#### [SUPPLIED INFORMATION]

-- Start --

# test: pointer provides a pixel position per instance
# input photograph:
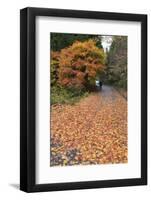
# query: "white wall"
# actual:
(9, 98)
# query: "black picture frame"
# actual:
(28, 99)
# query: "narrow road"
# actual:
(93, 131)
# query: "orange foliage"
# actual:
(80, 63)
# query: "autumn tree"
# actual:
(54, 67)
(80, 63)
(62, 40)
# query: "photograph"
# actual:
(88, 99)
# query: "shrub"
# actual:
(79, 64)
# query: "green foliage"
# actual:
(116, 72)
(61, 95)
(80, 63)
(62, 40)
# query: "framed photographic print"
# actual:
(83, 95)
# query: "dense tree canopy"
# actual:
(62, 40)
(80, 63)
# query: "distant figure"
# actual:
(100, 83)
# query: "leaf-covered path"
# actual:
(93, 131)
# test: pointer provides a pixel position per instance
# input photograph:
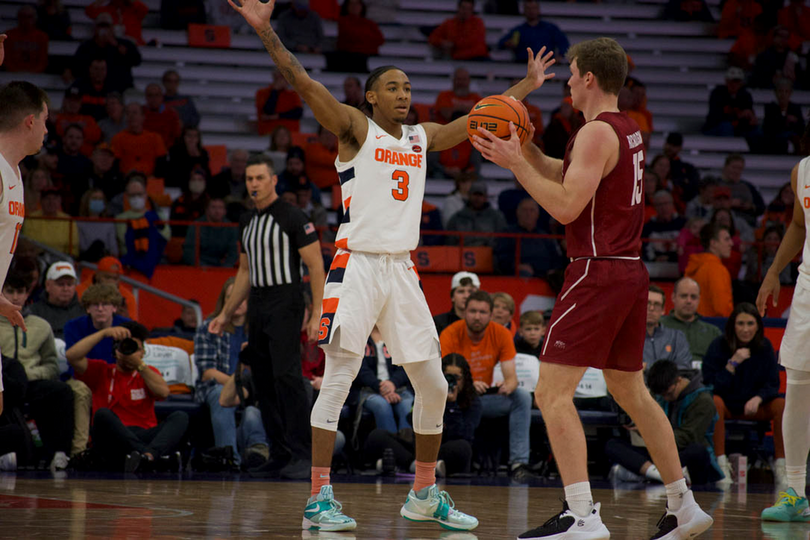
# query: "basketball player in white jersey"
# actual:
(792, 504)
(382, 169)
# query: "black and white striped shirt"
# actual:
(271, 239)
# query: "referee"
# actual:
(276, 237)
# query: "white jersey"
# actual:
(382, 190)
(12, 212)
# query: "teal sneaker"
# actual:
(323, 513)
(789, 507)
(436, 506)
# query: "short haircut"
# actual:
(709, 232)
(662, 375)
(101, 293)
(532, 317)
(506, 299)
(603, 57)
(480, 296)
(18, 99)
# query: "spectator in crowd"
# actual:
(685, 318)
(708, 271)
(731, 107)
(94, 90)
(358, 38)
(121, 55)
(478, 216)
(457, 199)
(300, 29)
(531, 333)
(689, 407)
(662, 342)
(182, 104)
(127, 13)
(462, 285)
(54, 20)
(56, 231)
(462, 414)
(101, 302)
(26, 48)
(185, 156)
(178, 14)
(486, 345)
(458, 100)
(136, 148)
(538, 256)
(50, 401)
(59, 303)
(229, 184)
(125, 432)
(776, 62)
(109, 271)
(462, 37)
(217, 358)
(385, 390)
(742, 369)
(664, 228)
(278, 105)
(96, 239)
(685, 177)
(783, 125)
(534, 34)
(159, 118)
(114, 123)
(218, 245)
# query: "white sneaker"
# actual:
(8, 462)
(687, 522)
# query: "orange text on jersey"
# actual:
(16, 208)
(398, 158)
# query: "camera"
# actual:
(127, 346)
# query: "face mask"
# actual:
(138, 202)
(97, 206)
(196, 187)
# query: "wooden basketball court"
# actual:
(44, 506)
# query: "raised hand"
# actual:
(537, 66)
(255, 12)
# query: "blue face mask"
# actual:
(97, 206)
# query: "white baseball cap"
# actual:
(456, 281)
(60, 269)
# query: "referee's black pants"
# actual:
(275, 315)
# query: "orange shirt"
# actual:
(496, 346)
(138, 152)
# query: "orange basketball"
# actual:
(494, 113)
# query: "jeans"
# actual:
(390, 417)
(518, 405)
(223, 420)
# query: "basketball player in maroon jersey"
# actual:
(599, 318)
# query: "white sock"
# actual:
(675, 493)
(653, 474)
(579, 498)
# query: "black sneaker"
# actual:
(587, 528)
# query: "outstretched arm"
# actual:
(345, 122)
(441, 137)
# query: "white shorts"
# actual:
(794, 353)
(364, 289)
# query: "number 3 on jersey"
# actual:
(400, 192)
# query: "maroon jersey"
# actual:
(610, 225)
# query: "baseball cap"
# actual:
(60, 269)
(110, 264)
(456, 281)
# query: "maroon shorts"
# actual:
(600, 316)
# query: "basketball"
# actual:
(494, 113)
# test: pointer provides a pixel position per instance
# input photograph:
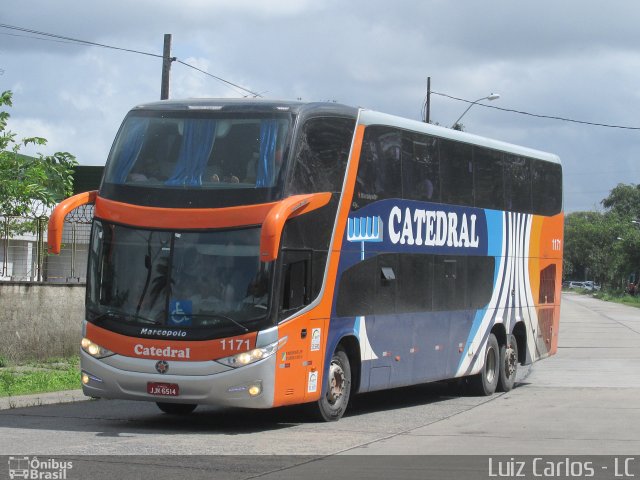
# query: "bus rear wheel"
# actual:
(508, 364)
(176, 408)
(333, 403)
(486, 382)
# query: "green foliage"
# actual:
(41, 377)
(605, 246)
(27, 182)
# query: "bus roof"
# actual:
(370, 117)
(252, 105)
(365, 117)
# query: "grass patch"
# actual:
(39, 377)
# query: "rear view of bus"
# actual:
(258, 254)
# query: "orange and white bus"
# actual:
(258, 253)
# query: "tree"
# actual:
(605, 246)
(28, 183)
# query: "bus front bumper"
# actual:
(234, 387)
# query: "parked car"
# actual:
(590, 285)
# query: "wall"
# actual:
(40, 321)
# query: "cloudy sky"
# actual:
(573, 59)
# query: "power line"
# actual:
(218, 78)
(76, 40)
(64, 39)
(552, 117)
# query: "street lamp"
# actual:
(493, 96)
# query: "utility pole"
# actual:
(166, 67)
(427, 116)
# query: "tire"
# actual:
(334, 402)
(508, 365)
(485, 382)
(176, 408)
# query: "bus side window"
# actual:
(296, 279)
(517, 185)
(322, 155)
(420, 159)
(546, 187)
(489, 179)
(379, 170)
(456, 173)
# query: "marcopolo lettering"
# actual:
(162, 333)
(432, 228)
(162, 352)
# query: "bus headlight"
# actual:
(95, 350)
(252, 356)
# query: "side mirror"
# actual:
(279, 214)
(56, 221)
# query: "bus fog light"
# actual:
(255, 390)
(94, 349)
(86, 378)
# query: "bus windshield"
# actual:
(212, 282)
(199, 149)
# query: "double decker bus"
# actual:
(259, 254)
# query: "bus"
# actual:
(257, 254)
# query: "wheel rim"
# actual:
(336, 383)
(510, 361)
(491, 365)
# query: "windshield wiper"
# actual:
(219, 315)
(125, 316)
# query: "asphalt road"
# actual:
(583, 401)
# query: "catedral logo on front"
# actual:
(161, 352)
(162, 333)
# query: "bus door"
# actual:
(300, 360)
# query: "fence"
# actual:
(23, 249)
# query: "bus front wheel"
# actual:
(176, 408)
(485, 382)
(333, 403)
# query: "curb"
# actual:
(38, 399)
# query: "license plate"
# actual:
(163, 389)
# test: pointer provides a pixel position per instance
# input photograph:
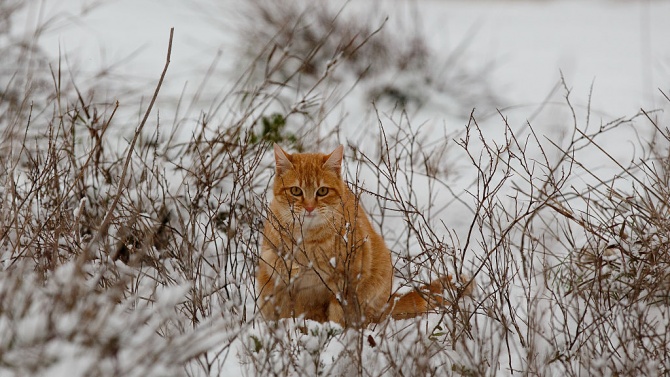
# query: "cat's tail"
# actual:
(427, 298)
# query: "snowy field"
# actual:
(522, 144)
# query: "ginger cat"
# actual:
(321, 257)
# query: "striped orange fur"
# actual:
(321, 258)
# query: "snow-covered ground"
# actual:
(614, 56)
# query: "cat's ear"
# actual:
(334, 160)
(282, 159)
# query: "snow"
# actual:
(613, 55)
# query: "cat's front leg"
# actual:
(335, 312)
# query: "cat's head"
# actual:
(309, 186)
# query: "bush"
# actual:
(141, 260)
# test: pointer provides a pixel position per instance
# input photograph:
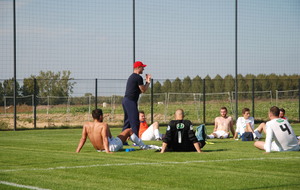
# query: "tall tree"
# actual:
(186, 85)
(50, 84)
(197, 84)
(8, 90)
(167, 86)
(209, 85)
(1, 94)
(218, 84)
(228, 83)
(176, 85)
(157, 88)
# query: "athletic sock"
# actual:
(137, 140)
(210, 136)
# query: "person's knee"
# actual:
(128, 131)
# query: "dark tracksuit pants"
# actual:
(131, 115)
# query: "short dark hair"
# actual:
(274, 110)
(282, 110)
(244, 110)
(223, 108)
(97, 113)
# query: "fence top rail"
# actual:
(18, 96)
(287, 90)
(233, 92)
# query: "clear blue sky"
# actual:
(175, 38)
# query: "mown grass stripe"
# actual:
(148, 163)
(21, 186)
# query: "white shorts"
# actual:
(223, 134)
(274, 147)
(115, 144)
(148, 135)
(258, 134)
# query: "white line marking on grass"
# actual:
(146, 163)
(22, 186)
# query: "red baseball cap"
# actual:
(138, 64)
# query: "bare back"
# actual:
(223, 124)
(95, 132)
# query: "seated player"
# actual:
(245, 126)
(281, 132)
(100, 136)
(262, 127)
(223, 124)
(180, 135)
(148, 133)
(282, 114)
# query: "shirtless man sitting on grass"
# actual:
(223, 124)
(100, 136)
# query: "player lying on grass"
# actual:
(223, 124)
(245, 126)
(281, 132)
(180, 135)
(100, 136)
(148, 133)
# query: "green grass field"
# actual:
(46, 159)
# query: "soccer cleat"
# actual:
(150, 147)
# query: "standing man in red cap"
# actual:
(134, 87)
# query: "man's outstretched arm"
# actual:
(82, 140)
(163, 147)
(105, 134)
(197, 147)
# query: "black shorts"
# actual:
(202, 143)
(247, 136)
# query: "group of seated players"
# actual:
(180, 134)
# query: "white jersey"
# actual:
(241, 124)
(281, 131)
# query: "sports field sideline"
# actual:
(46, 159)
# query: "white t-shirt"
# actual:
(241, 124)
(281, 131)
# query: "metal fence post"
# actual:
(299, 99)
(34, 102)
(96, 92)
(253, 106)
(152, 118)
(15, 66)
(203, 87)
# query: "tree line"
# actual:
(61, 84)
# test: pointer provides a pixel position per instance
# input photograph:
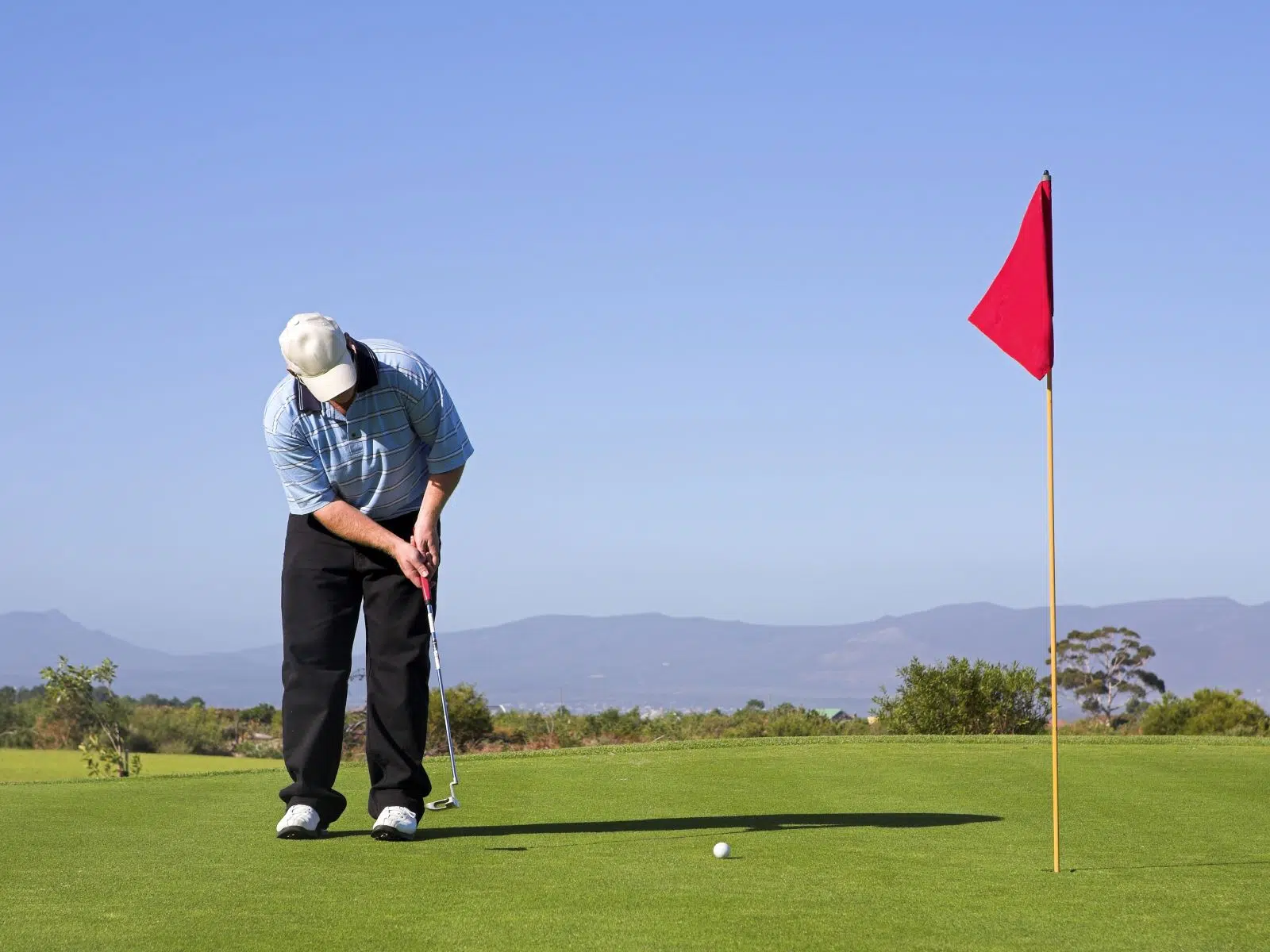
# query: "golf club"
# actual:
(451, 801)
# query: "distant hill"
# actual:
(660, 662)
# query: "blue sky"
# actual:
(698, 279)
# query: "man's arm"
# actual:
(427, 537)
(353, 526)
(437, 424)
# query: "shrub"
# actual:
(178, 730)
(469, 717)
(1208, 711)
(958, 697)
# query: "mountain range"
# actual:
(653, 660)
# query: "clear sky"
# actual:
(696, 276)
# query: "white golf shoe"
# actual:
(300, 823)
(395, 823)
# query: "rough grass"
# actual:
(841, 843)
(29, 766)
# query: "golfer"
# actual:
(368, 448)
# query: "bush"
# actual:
(469, 719)
(1208, 711)
(178, 730)
(19, 710)
(958, 697)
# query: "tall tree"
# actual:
(97, 714)
(1105, 670)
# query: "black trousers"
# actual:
(325, 581)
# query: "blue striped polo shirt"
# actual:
(400, 427)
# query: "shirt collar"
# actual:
(368, 376)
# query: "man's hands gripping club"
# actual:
(419, 556)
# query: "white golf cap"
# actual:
(317, 352)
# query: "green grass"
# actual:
(852, 843)
(29, 766)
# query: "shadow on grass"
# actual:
(756, 823)
(1172, 866)
(759, 823)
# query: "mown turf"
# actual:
(27, 766)
(846, 844)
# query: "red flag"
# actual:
(1018, 313)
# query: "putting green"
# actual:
(844, 843)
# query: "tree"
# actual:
(469, 717)
(958, 697)
(95, 714)
(1104, 670)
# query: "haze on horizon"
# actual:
(698, 281)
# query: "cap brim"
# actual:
(336, 381)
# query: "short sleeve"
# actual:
(302, 476)
(436, 422)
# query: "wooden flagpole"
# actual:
(1053, 594)
(1053, 609)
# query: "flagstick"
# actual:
(1053, 609)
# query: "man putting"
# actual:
(368, 447)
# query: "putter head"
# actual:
(450, 803)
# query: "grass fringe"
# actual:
(723, 743)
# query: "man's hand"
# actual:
(427, 539)
(351, 524)
(427, 533)
(412, 562)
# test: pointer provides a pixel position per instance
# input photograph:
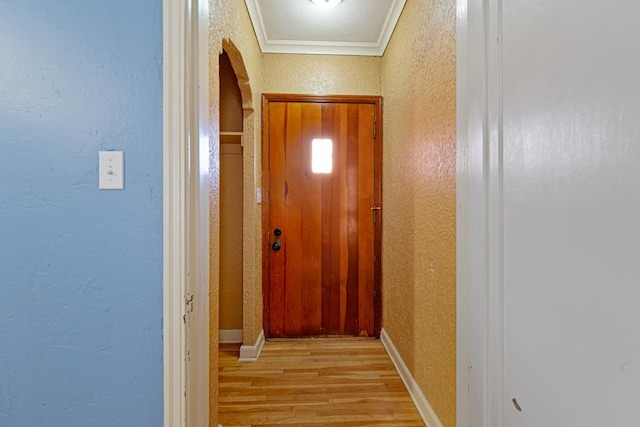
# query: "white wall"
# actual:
(563, 176)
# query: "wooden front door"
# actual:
(322, 225)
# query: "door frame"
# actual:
(185, 230)
(480, 246)
(377, 272)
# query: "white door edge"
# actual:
(185, 211)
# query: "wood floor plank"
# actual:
(323, 382)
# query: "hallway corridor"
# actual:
(338, 383)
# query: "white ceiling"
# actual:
(353, 27)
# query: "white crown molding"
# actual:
(258, 22)
(390, 24)
(317, 47)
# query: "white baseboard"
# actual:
(230, 336)
(250, 353)
(422, 404)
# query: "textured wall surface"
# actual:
(231, 28)
(418, 251)
(230, 235)
(81, 286)
(321, 74)
(231, 120)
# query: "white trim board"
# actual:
(422, 404)
(185, 212)
(317, 47)
(230, 336)
(251, 353)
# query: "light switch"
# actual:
(111, 170)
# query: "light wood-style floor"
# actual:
(337, 383)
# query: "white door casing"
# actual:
(549, 199)
(186, 212)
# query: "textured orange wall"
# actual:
(321, 74)
(231, 27)
(419, 198)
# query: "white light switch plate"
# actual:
(111, 170)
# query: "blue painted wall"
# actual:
(80, 269)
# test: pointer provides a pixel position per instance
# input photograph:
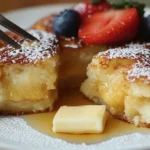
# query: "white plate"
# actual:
(16, 134)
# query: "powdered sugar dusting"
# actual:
(138, 52)
(15, 131)
(31, 51)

-- End --

#### [TASK TO COMPLETE]
Find and copy each line above that contains the word "grass". Case counts, so the match must be exact.

#### [RESULT]
# query: "grass patch"
# query: "mown grass stripe"
# query: "white line marking on grass"
# query: "shirtless man sitting on grass"
# query: "player lying on grass"
# query: "green grass field"
# query: "rough grass"
# query: "green grass"
# query: "shadow on grass"
# query: "grass fringe"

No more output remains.